··· Text block ···

Downtown, Deafy explains his plans to the the Kansas City Police Station. Basically, a bunch of uniformed officers are going to storm the train station with guns drawn. There isn’t much art to this strategy, and we’ll see the consequences soon. Odis tells Deafy that he wants to go clean, to help on this mission. Deafy forces him to admit who was on the phone just then. Odis tells the truth (we think), that it was Loy Cannon, that he wants the two gals out of the picture one way or another. That’s plausible, and Deafy agrees that he should help.

This brings us to the first of two showpiece scenes in Episode 8: the train station. It’s hard not to see parallels with the iconic train station scene in “The Untouchables,” and other scenes of its ilk. We see Zelmare and Swanee enjoying a few peaceful moments before their train arrives. They’re about to get away. But then Zelmare sees Deafy looking down from the balcony. She knows the jig is up. She and Swanee kiss and prepare to go down shooting. At some point they see the death ghost, the one that haunted Swanee when she was sick and Ethelrida when she was worried. Again, only Zelmare seems to see him, but it almost seems like Deafy sees him too.

As the cops storm down the stairs to the two outlaws, Zelmare and Swanee draw a rather formidable arsenal of weaponry from their coats, including a machine gun. Though most of what happens occurs off camera, we hear a dizzying array of gunfire and quickly learn that dozens of people are dead — cops and civilians alike. Frankly, it’s a disturbing event, one that reminds of countless mass shootings in recent years.

Odis manages to leave the car, having gone through several attempts to overcome his anxiety and OCD. But we soon learn that his anguish wasn’t just fear. He has his own plan to execute. Odis finds Deafy, who has the two women cornered after they run out of ammo. But rather than help, he shoots Deafy and then Swanee. For some inexplicable reasons he hesitates when he turns to shoot Zelmare and she flees in shock and horror.

Deafy, even in death, seems to convey a judgmental facial expression.

Back at the Fadda house, Josto and Gaetano revel awkwardly in their strained new alliance. Their mother comes out to implore them to wear warmer clothes. They chide her in an almost unbearable series of movie cliches. “Aw, mom.” But just then the Fargo mob busts through the bushes with guns blazing. All of the Fadda guards are killed, the house is riddled with bullets. Josto hides behind a wood pile while Gaetano, ever the warrior, draws two pistols and returns fire.

For some inexplicable reason, the half dozen guys with machine guns back off when one guy with pistols shoots back. Josto and Gaetano survive the assault, but their poor mother — who only wanted them to come in from the cold — lies dead on the kitchen floor.

··· Given data ···

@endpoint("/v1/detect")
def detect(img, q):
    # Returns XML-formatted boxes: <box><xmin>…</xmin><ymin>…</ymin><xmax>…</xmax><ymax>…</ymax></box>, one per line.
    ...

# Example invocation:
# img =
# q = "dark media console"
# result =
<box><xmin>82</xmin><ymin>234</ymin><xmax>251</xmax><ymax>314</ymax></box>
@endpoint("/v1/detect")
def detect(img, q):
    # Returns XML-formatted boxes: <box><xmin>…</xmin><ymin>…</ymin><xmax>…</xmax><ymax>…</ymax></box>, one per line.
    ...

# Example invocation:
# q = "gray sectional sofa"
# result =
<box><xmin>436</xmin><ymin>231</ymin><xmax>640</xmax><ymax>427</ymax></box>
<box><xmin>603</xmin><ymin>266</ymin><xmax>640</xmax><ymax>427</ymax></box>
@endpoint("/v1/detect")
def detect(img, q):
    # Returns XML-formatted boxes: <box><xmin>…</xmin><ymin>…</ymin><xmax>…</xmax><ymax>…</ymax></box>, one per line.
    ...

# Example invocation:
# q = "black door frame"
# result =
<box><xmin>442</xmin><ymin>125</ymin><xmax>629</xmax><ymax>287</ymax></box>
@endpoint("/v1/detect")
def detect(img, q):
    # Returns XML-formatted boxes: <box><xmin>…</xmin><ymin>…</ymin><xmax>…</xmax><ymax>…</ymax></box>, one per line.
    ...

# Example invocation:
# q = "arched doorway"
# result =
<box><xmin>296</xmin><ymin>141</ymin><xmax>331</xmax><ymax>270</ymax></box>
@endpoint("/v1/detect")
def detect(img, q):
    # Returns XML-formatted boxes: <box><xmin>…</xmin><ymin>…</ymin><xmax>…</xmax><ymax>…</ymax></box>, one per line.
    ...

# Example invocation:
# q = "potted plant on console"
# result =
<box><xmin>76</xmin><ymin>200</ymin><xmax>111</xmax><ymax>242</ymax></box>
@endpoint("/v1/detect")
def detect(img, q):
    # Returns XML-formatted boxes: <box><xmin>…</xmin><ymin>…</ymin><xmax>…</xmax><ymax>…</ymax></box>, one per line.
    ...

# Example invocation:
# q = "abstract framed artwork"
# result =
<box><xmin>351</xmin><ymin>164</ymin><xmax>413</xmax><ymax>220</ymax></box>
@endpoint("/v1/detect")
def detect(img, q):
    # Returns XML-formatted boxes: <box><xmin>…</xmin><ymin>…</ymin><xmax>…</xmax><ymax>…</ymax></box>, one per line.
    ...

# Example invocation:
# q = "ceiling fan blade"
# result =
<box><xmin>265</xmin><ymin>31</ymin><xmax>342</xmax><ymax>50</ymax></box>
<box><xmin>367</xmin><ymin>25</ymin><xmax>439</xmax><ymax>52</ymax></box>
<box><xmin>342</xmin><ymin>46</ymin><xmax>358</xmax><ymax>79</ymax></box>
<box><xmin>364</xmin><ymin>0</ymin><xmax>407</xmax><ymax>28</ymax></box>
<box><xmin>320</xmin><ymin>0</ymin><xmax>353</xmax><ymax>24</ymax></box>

···

Task description.
In the episode recap, whom does Odis shoot at the train station instead of helping?

Worked solution.
Deafy and then Swanee.